• YOUR OBJECTIVE: Reproduce the lines starting at the one that contains "of the finial" and ending with the one that contains "30), (141, 53)]", with "parapet" replaced by "balustrade" and everything else left unchanged.

>> start DATA IN THIS EXERCISE

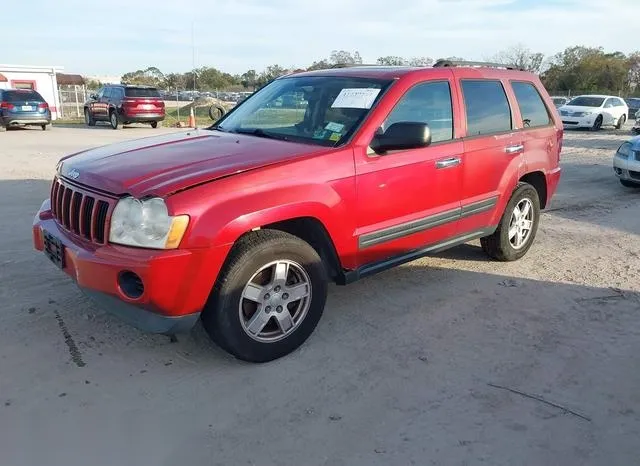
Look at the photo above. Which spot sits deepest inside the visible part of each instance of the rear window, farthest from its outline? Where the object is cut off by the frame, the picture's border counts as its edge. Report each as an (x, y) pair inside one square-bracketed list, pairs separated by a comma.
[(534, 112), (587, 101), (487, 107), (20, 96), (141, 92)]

>> end DATA IN THIS EXERCISE
>> start DATA IN THIS EXERCISE

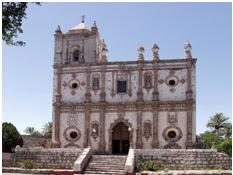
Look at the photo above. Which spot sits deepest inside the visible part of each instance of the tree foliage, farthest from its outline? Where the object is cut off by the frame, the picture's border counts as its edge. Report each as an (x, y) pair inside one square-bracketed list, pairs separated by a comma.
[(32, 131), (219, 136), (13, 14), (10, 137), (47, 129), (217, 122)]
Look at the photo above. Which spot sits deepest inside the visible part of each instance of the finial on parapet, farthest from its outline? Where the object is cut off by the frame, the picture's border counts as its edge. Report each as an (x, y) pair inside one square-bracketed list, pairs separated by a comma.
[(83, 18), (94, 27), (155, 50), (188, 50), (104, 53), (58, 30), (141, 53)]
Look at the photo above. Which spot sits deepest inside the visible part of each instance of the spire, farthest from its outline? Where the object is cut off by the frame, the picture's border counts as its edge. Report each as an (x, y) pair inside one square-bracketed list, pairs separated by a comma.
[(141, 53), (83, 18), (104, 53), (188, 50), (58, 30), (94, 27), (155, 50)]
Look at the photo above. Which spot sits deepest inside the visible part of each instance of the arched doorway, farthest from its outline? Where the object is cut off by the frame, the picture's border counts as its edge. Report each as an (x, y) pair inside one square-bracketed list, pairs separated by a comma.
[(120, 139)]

>> end DATA IN THIS EXERCISE

• FINAL ANSWER:
Look at the photo above. Which spot sits deepest inside the visible part of each instance of the finial on balustrade, farthest from its outline? Where the object is cut off by the frame, the picture's border counts as its edge. Report each as an (x, y) pair inside one square-bracketed list, pairs separated by a comma.
[(83, 18), (94, 27), (155, 50), (188, 50), (104, 53), (58, 30), (141, 53)]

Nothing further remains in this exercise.